Requirement:
Reproduce verbatim the entries below, starting at their first line and ending at the line that contains "[127,1,231,140]", with both of those lines included. Leave the pictures out of your answer.

Record extracts:
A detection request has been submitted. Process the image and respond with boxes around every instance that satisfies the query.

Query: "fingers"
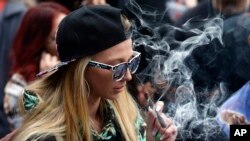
[155,101,164,112]
[147,108,177,141]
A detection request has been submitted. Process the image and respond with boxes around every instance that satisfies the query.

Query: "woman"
[4,2,69,129]
[14,6,177,141]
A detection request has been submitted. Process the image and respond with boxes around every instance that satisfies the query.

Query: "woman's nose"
[124,68,132,81]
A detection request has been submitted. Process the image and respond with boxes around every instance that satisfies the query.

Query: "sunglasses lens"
[113,64,127,80]
[129,57,140,74]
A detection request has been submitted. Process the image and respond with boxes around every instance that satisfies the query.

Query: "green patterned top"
[23,90,146,141]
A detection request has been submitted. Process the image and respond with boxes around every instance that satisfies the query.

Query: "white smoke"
[128,1,230,140]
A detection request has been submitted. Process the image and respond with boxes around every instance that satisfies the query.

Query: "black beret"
[56,5,131,62]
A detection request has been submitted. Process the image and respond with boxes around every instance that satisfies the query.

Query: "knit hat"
[37,5,130,76]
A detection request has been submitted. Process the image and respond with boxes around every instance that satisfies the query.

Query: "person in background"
[10,5,177,141]
[4,2,69,129]
[0,0,27,138]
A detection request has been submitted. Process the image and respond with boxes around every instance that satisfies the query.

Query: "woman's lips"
[114,86,124,92]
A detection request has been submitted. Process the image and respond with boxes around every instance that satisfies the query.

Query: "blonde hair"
[14,58,139,141]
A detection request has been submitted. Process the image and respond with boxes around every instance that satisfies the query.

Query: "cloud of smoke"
[127,1,231,140]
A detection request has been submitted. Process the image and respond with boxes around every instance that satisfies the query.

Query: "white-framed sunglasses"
[88,51,141,81]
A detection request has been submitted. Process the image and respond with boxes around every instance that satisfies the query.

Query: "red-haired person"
[4,2,69,129]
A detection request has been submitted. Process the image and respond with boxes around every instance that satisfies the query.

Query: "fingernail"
[156,105,161,112]
[152,128,157,136]
[148,106,153,111]
[160,134,165,140]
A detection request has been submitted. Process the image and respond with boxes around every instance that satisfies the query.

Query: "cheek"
[85,68,113,96]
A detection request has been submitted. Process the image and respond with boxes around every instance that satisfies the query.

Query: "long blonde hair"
[14,58,139,141]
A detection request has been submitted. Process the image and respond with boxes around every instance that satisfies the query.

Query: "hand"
[0,129,18,141]
[146,101,177,141]
[83,0,107,5]
[39,52,60,71]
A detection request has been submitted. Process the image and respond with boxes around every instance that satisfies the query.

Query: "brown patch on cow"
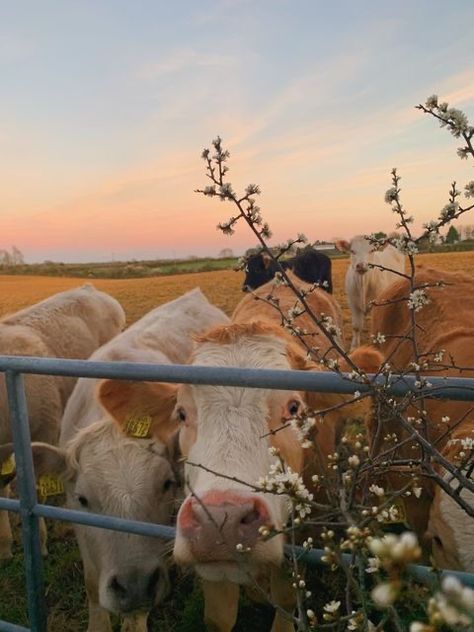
[97,380,178,443]
[194,321,289,345]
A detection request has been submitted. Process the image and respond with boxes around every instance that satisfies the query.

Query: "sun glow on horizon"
[0,0,474,261]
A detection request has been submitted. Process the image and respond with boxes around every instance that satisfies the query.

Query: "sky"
[0,0,474,262]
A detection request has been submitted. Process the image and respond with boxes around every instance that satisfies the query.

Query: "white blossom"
[372,331,387,345]
[372,582,398,608]
[369,483,385,496]
[365,557,380,573]
[385,187,398,204]
[408,289,430,312]
[324,600,341,614]
[464,180,474,198]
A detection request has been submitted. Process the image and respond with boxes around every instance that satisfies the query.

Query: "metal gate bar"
[0,356,474,632]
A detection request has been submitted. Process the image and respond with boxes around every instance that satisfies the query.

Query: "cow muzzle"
[175,491,271,563]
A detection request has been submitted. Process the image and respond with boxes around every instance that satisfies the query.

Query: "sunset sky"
[0,0,474,262]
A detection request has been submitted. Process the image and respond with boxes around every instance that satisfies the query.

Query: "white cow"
[19,289,229,632]
[0,284,125,559]
[336,235,405,350]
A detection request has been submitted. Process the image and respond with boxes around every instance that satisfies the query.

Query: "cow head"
[174,322,304,583]
[242,253,275,292]
[336,235,388,275]
[21,380,178,614]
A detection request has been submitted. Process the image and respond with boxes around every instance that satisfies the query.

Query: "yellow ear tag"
[383,498,407,524]
[38,474,64,498]
[124,415,152,439]
[0,454,15,476]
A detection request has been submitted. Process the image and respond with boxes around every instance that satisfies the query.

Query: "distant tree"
[446,226,459,244]
[461,224,474,240]
[0,246,25,267]
[11,246,25,266]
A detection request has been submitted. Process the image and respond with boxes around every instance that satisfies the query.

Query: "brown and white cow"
[336,235,405,349]
[426,419,474,573]
[19,288,229,632]
[369,267,474,565]
[174,284,382,632]
[0,284,125,559]
[17,288,229,632]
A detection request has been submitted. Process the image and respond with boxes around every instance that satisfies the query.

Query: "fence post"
[5,371,47,632]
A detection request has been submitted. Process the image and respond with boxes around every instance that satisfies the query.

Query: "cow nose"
[108,566,166,612]
[178,493,270,561]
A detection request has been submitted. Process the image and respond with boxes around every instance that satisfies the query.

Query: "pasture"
[0,252,474,632]
[0,251,474,341]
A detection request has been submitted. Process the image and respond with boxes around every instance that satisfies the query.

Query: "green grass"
[0,257,241,279]
[0,523,425,632]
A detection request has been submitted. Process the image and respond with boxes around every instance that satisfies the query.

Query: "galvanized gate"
[0,356,474,632]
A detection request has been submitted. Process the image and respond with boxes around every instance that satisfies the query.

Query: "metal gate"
[0,356,474,632]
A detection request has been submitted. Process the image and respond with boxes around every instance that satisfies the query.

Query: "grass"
[0,252,474,632]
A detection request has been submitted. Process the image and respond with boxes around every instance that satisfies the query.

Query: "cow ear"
[262,252,272,269]
[335,239,351,252]
[97,380,178,442]
[341,345,384,373]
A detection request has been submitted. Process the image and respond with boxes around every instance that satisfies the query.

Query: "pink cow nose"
[356,263,368,274]
[178,491,270,562]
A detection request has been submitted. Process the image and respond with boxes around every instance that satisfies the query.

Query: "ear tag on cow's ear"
[0,454,15,476]
[38,474,64,498]
[124,415,153,439]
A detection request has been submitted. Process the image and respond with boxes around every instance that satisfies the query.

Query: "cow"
[426,419,474,573]
[369,266,474,559]
[174,284,382,632]
[9,288,229,632]
[0,284,125,559]
[232,272,344,356]
[336,235,405,350]
[242,248,333,294]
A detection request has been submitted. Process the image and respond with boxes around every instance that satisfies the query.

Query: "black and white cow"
[242,248,332,294]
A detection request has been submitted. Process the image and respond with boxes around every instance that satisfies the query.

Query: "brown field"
[0,251,474,340]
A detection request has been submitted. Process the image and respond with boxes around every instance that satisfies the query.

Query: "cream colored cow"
[336,235,405,349]
[19,289,229,632]
[174,282,380,632]
[0,284,125,559]
[427,419,474,573]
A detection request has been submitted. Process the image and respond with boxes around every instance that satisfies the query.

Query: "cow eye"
[288,399,300,417]
[163,478,175,492]
[77,496,89,509]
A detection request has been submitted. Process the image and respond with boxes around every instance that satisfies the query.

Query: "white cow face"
[336,235,386,276]
[26,380,178,614]
[174,323,303,583]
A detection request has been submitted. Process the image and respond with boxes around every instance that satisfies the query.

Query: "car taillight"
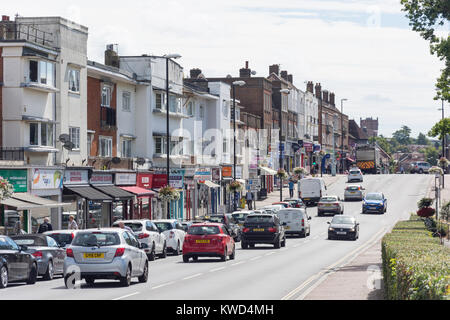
[114,248,125,257]
[32,251,42,258]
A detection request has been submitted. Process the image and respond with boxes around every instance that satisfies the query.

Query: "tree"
[401,0,450,102]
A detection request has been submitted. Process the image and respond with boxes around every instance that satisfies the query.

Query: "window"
[99,137,112,158]
[102,85,112,108]
[122,139,132,158]
[69,127,80,149]
[122,91,131,111]
[69,69,80,93]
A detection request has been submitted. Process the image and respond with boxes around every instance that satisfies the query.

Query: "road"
[0,175,433,300]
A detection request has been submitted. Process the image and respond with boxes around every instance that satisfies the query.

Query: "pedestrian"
[245,190,253,210]
[68,215,78,230]
[38,218,53,233]
[289,180,294,199]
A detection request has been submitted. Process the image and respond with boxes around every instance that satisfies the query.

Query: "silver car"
[64,228,148,288]
[11,234,66,280]
[344,185,365,201]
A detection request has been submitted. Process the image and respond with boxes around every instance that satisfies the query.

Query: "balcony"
[100,106,117,130]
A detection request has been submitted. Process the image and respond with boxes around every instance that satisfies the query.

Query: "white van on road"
[298,178,327,205]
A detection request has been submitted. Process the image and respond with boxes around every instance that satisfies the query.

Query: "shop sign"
[64,170,89,185]
[31,169,63,190]
[91,173,113,184]
[115,173,136,186]
[0,170,28,192]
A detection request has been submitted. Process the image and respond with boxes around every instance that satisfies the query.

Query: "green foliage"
[401,0,450,102]
[382,216,450,300]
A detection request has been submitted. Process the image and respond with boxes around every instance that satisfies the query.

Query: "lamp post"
[341,99,348,173]
[163,53,181,218]
[231,81,245,211]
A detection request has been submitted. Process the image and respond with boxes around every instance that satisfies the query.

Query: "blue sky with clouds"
[0,0,450,136]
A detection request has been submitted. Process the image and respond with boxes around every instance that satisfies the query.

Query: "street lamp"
[231,80,245,211]
[341,99,348,173]
[279,89,291,202]
[163,53,181,218]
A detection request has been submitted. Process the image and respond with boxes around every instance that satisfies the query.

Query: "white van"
[298,178,327,205]
[277,208,311,238]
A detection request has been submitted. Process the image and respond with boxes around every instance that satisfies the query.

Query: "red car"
[183,222,236,262]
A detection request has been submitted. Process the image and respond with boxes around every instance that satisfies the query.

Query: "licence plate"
[195,240,210,243]
[83,253,105,259]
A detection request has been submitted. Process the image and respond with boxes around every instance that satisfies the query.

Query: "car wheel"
[138,262,148,283]
[44,260,55,280]
[120,266,131,287]
[0,266,8,289]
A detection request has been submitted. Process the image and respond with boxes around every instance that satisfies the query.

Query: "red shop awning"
[120,187,157,197]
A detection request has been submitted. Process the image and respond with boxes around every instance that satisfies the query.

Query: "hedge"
[382,216,450,300]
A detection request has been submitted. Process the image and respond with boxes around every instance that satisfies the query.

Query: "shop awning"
[0,198,41,211]
[11,192,71,208]
[120,187,157,197]
[259,167,277,176]
[63,186,113,201]
[93,186,134,201]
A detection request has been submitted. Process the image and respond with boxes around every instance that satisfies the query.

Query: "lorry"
[356,145,381,174]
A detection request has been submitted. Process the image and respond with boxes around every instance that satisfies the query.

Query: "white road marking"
[113,292,140,300]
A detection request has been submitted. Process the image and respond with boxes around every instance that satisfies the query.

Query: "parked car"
[362,192,387,214]
[347,168,364,182]
[284,199,306,208]
[152,219,186,256]
[344,184,365,201]
[11,234,66,280]
[277,208,311,238]
[44,230,78,248]
[317,196,344,217]
[183,222,236,262]
[113,219,167,261]
[64,228,148,288]
[298,178,327,206]
[241,214,286,249]
[328,216,359,240]
[409,161,431,173]
[0,235,37,289]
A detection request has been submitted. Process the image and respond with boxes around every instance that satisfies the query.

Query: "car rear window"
[188,226,220,235]
[72,232,120,247]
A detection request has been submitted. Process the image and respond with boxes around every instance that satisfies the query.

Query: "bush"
[382,216,450,300]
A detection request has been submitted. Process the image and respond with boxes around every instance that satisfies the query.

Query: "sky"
[0,0,450,137]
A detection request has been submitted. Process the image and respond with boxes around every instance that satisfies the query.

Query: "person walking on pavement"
[68,216,78,230]
[38,218,53,233]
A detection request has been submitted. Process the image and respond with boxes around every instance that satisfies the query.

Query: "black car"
[241,214,286,249]
[0,236,37,289]
[328,215,359,240]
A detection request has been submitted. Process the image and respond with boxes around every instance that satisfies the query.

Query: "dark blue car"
[362,192,387,214]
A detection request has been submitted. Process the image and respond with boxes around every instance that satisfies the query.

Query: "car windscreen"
[72,231,120,247]
[11,236,47,247]
[188,226,220,235]
[245,215,273,223]
[155,222,173,232]
[331,216,355,224]
[366,193,383,200]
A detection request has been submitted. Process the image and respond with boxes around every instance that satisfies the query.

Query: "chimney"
[190,68,202,79]
[269,64,280,76]
[306,81,314,94]
[105,44,120,68]
[315,83,322,100]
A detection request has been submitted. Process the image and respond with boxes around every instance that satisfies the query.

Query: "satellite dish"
[59,133,70,143]
[63,141,75,151]
[111,157,122,164]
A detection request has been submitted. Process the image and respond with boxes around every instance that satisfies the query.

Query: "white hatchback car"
[113,219,167,261]
[152,219,186,256]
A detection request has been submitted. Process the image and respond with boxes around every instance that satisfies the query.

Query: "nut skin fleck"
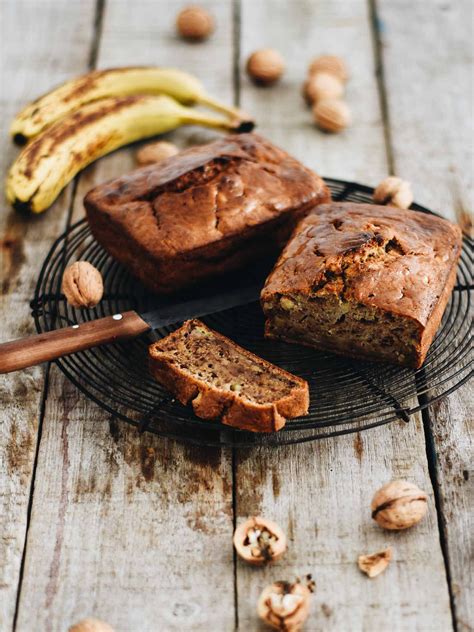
[176,6,214,42]
[373,176,413,208]
[233,516,286,566]
[308,55,349,83]
[357,546,393,579]
[135,141,179,165]
[68,617,114,632]
[313,99,352,133]
[61,261,104,307]
[257,580,311,632]
[247,48,285,86]
[371,480,428,531]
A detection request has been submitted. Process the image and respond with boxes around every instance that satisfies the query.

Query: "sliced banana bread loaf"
[84,134,331,293]
[261,203,462,367]
[149,320,309,432]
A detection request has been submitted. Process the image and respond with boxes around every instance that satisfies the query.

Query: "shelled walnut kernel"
[234,516,286,565]
[257,579,314,632]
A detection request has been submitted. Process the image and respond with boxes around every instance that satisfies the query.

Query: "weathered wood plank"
[14,0,234,632]
[0,0,95,630]
[378,0,474,630]
[236,0,451,632]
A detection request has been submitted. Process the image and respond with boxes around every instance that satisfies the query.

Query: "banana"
[6,95,244,213]
[10,67,253,145]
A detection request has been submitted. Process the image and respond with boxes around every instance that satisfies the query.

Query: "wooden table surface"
[0,0,474,632]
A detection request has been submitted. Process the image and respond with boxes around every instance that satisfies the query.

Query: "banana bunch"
[6,67,253,213]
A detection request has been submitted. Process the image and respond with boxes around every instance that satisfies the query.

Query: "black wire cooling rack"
[31,179,473,446]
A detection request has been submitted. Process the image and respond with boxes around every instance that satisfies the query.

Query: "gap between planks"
[12,0,106,632]
[367,0,464,632]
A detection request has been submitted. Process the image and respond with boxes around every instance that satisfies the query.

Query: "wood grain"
[236,0,451,632]
[378,0,474,632]
[12,0,234,632]
[0,0,94,630]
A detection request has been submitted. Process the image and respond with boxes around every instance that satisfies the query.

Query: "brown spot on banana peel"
[20,96,139,179]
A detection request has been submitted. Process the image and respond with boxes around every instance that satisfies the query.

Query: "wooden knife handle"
[0,311,150,373]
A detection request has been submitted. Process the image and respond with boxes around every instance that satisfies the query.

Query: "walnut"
[68,617,114,632]
[371,480,428,530]
[176,6,214,42]
[234,516,286,565]
[247,48,285,86]
[136,140,179,165]
[309,55,349,83]
[304,72,344,103]
[313,99,351,132]
[257,580,311,632]
[358,546,392,578]
[373,176,413,208]
[61,261,104,307]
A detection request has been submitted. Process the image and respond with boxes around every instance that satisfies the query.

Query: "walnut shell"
[357,546,392,579]
[373,176,413,208]
[234,516,286,566]
[304,72,344,103]
[176,6,214,41]
[371,480,428,530]
[257,581,311,632]
[247,48,285,86]
[313,99,351,133]
[68,617,114,632]
[135,140,179,165]
[61,261,104,307]
[308,55,349,83]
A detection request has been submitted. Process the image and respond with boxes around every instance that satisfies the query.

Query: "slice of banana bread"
[149,320,309,432]
[261,203,462,367]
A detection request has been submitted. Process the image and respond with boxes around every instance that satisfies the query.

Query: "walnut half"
[234,516,286,565]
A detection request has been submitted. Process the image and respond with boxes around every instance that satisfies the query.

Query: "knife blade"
[0,274,263,373]
[139,282,262,329]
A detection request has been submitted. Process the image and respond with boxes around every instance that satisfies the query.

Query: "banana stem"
[182,111,253,133]
[199,94,255,132]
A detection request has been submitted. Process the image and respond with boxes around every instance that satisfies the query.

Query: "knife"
[0,278,263,373]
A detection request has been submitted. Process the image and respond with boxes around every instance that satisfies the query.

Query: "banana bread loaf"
[149,320,309,432]
[261,203,462,367]
[84,134,330,293]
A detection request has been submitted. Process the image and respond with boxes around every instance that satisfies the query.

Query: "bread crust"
[261,203,462,368]
[148,320,309,432]
[84,134,331,293]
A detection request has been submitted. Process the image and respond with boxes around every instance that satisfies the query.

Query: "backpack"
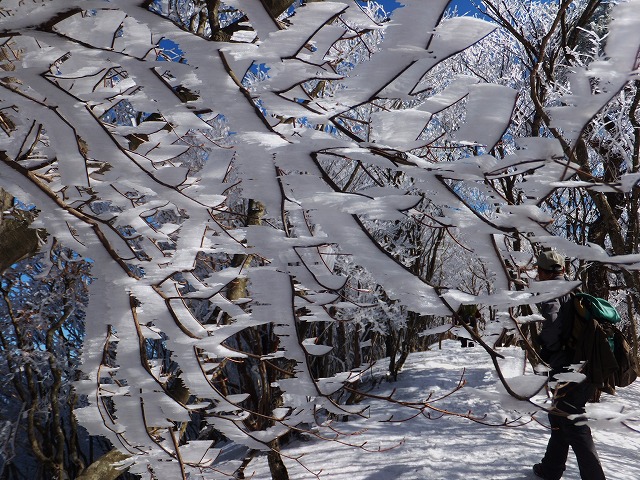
[568,293,640,393]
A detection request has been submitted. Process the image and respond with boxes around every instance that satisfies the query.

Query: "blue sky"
[378,0,476,15]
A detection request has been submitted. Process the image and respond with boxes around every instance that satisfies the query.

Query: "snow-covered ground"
[245,340,640,480]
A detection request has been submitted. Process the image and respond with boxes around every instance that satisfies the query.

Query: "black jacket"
[538,286,574,370]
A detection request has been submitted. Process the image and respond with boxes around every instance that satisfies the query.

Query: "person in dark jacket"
[533,251,605,480]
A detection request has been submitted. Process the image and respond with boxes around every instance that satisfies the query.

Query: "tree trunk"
[0,189,38,274]
[76,448,129,480]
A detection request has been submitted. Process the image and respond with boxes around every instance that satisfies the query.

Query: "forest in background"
[0,0,640,480]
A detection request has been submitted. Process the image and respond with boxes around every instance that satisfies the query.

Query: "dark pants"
[542,382,605,480]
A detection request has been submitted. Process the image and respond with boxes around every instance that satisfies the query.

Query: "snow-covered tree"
[0,0,640,478]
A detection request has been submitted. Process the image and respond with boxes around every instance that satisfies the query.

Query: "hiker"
[533,251,605,480]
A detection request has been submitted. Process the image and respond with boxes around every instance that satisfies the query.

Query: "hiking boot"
[533,463,562,480]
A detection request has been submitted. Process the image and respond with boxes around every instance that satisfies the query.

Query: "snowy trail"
[245,340,640,480]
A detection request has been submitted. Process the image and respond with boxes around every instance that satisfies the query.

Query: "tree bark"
[76,448,129,480]
[0,189,38,274]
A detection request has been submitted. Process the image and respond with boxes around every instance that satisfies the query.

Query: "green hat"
[536,250,564,272]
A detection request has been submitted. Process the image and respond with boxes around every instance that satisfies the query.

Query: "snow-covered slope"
[250,340,640,480]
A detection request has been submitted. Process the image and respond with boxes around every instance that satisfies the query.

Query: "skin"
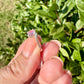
[0,36,72,84]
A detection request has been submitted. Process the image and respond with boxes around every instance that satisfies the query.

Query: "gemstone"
[27,29,35,37]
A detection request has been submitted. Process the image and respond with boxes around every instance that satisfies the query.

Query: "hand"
[0,36,72,84]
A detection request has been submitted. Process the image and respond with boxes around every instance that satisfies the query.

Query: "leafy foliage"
[1,0,84,84]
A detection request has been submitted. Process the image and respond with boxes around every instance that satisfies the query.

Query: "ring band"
[27,29,41,48]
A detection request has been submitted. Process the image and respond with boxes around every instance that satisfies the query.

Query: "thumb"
[2,37,40,84]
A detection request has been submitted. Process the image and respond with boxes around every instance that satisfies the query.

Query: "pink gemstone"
[27,29,35,37]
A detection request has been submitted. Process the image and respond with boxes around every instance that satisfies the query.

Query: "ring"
[27,29,41,48]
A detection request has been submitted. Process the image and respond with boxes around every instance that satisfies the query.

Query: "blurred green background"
[0,0,84,84]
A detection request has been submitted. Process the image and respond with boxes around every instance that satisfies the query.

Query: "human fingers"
[1,37,40,84]
[41,40,61,62]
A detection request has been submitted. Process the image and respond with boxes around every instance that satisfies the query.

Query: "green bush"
[1,0,84,84]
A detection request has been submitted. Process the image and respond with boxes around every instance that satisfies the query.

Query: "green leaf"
[72,38,81,43]
[66,61,81,77]
[80,61,84,71]
[60,0,75,19]
[76,20,84,30]
[75,0,84,12]
[60,48,69,59]
[49,3,58,11]
[72,50,81,61]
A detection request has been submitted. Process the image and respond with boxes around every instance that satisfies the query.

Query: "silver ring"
[27,29,41,48]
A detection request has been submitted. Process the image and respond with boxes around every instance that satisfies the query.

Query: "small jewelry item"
[27,29,41,48]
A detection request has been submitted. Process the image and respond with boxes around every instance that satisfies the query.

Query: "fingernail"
[22,37,40,58]
[51,40,61,50]
[50,56,64,66]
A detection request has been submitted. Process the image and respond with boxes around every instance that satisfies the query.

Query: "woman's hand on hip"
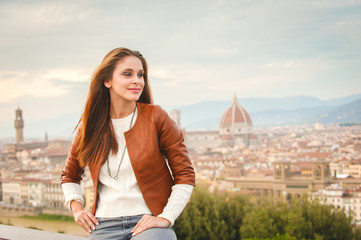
[132,215,170,236]
[70,201,99,233]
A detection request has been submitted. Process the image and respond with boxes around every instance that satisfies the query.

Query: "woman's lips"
[128,88,140,93]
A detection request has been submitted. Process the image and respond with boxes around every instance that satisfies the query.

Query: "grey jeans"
[89,215,177,240]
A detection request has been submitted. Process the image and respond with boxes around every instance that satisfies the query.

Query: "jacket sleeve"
[61,133,84,184]
[154,106,195,186]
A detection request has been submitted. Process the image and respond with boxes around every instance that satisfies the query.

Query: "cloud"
[0,69,88,102]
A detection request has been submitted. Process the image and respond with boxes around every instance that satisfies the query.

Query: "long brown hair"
[74,48,153,167]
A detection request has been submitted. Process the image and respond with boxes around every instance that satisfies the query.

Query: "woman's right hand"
[70,200,99,233]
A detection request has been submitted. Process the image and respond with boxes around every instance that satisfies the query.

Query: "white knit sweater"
[62,108,193,225]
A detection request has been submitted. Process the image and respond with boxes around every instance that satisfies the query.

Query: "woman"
[62,48,195,240]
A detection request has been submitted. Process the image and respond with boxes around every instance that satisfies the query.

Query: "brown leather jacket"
[61,103,195,216]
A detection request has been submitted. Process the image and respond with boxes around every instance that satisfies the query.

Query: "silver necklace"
[107,107,137,180]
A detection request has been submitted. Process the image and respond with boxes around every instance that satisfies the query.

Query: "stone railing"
[0,224,88,240]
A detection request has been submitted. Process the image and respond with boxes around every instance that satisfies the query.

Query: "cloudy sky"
[0,0,361,138]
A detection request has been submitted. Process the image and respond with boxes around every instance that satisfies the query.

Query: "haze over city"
[0,0,361,138]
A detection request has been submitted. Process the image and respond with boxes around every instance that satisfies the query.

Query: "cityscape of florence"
[0,0,361,240]
[0,94,361,238]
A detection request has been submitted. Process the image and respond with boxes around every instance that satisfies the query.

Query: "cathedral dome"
[220,95,252,128]
[219,95,253,140]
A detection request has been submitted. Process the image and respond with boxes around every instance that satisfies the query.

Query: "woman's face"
[104,56,144,103]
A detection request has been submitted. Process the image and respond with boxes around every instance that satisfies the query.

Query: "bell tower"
[14,107,24,144]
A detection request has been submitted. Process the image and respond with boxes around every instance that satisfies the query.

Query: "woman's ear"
[104,80,112,88]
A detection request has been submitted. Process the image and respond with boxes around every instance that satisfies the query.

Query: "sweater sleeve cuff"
[158,184,193,226]
[61,183,84,211]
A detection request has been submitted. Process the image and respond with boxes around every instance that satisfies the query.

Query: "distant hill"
[165,94,361,130]
[0,94,361,138]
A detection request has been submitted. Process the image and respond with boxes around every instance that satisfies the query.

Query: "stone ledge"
[0,224,88,240]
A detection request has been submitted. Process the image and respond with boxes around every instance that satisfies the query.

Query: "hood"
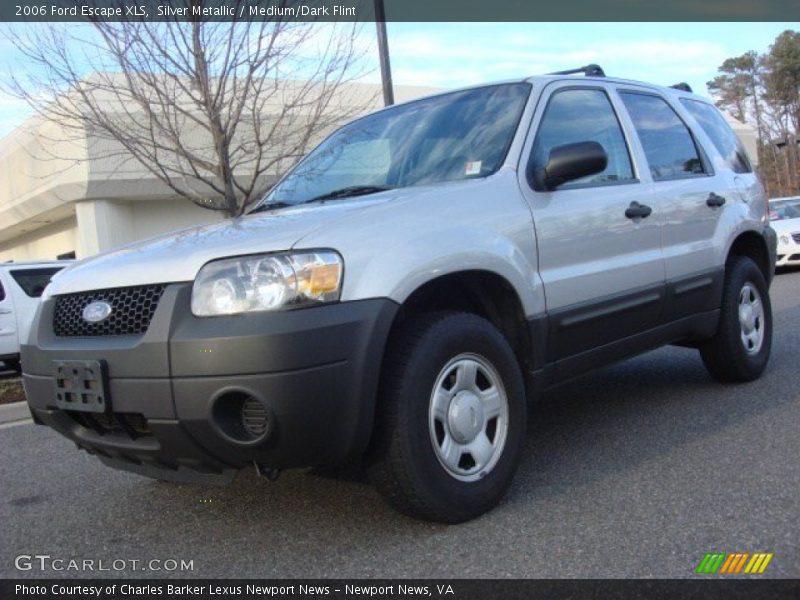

The solution:
A detection request has been submitted. Process the image and respond with boxes around every instance that satisfies the query.

Query: "fingers"
[155,101,164,112]
[147,108,177,141]
A detection request has been submitted. Process the image and respond with boxes around every instance that satisfies the query.

Query: "woman"
[4,2,69,129]
[14,6,177,141]
A detection request has been submitted. Process the image and respond with boxes around every instance that satisfies the query.

Query: "woman's nose"
[124,68,132,81]
A detection request has been submitted. Process the image and respond with boxes around every instance that satisfies the query.

Query: "sunglasses lens"
[113,64,127,80]
[129,57,140,74]
A detection request has been submitted. Process the image and respond with boxes around every instance that satisfies the query.

Query: "green patterned top"
[23,90,146,141]
A detection request has been submitted. Process the image and respond with boxes around every instance that satisfies the query.

Query: "white smoke"
[128,1,230,140]
A detection request has been submitted. Process the image and respond with boxes around every instance that satisfies the query.

Query: "black beret"
[56,5,131,62]
A detection request has been submitted. Process the image and respond with boxes around every instance that satisfies the query.

Query: "knit hat"
[37,5,130,76]
A detection request has been submitted. Process the image and respond with boxes around every instance that satisfies the query.

Query: "person in background"
[10,5,177,141]
[4,2,69,129]
[0,0,27,138]
A detection request has been submitted. Process the image and respond with boxes around every instance that satisfies the query.

Query: "woman's lips"
[114,86,124,92]
A detection request has been submitted. Process the image and respond with boxes around every instance that satisfies the query.

Query: "blonde hair"
[14,58,139,141]
A detection request has been submitted. Process the image and respond with boxes around every instance that satisfies the query.

Query: "cloud of smoke"
[127,1,231,140]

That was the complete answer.